* [Action item]: Go from the first line below to the one with "Identify red quad bike in the frame above." and print each line exactly.

▶

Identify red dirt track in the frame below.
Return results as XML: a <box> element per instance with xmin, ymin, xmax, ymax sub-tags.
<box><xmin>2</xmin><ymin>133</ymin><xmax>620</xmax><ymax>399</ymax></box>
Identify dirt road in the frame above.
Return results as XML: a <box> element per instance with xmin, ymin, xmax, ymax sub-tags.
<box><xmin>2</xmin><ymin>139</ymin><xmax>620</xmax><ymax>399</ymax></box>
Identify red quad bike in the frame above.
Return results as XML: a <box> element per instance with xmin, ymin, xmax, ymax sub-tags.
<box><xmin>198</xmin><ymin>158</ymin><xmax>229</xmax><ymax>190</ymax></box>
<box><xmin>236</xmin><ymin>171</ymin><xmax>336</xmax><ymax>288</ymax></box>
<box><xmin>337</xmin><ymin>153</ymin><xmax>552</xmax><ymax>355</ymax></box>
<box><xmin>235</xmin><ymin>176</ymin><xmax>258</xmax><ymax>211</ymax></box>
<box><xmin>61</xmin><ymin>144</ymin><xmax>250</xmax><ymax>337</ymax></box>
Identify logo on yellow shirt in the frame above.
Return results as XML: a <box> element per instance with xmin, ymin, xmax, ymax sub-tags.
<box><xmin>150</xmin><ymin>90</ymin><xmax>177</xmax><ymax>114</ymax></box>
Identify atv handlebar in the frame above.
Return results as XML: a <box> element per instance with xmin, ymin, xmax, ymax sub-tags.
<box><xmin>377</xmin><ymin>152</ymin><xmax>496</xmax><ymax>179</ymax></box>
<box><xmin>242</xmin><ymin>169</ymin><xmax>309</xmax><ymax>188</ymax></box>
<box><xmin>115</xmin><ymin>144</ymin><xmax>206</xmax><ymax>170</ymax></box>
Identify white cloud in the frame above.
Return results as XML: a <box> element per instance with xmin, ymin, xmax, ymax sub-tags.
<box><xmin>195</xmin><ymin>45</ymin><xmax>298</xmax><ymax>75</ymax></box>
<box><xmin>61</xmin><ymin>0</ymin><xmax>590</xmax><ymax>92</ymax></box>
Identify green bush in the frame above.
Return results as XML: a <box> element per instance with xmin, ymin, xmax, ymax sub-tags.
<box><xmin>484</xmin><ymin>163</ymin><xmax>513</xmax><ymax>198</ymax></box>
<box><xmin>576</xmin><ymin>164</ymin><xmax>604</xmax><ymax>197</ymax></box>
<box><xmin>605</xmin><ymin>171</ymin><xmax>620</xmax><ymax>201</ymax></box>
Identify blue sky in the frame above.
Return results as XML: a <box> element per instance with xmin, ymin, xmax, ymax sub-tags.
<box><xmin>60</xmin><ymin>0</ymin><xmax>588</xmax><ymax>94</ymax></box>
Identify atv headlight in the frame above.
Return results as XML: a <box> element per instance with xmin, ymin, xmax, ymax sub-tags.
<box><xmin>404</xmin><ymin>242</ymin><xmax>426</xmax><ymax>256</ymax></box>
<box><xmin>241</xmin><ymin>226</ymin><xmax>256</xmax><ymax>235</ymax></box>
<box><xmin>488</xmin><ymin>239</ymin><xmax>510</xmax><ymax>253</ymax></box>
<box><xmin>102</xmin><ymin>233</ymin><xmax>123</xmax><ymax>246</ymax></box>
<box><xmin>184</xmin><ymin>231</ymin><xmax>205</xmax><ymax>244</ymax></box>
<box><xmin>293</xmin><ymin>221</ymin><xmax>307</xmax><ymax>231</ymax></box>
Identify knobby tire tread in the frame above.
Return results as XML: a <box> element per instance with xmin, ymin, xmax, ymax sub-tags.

◀

* [Your solution]:
Identify red dirt track in the frame below.
Return results as XML: a <box> element per instance with xmin, ymin, xmax, ymax sub-tags.
<box><xmin>2</xmin><ymin>133</ymin><xmax>620</xmax><ymax>399</ymax></box>
Identify dirt road in the frame above.
Return results as XML: a <box> element per instance with xmin, ymin, xmax, ymax sub-tags.
<box><xmin>2</xmin><ymin>139</ymin><xmax>620</xmax><ymax>399</ymax></box>
Identify red quad bike in the frame above.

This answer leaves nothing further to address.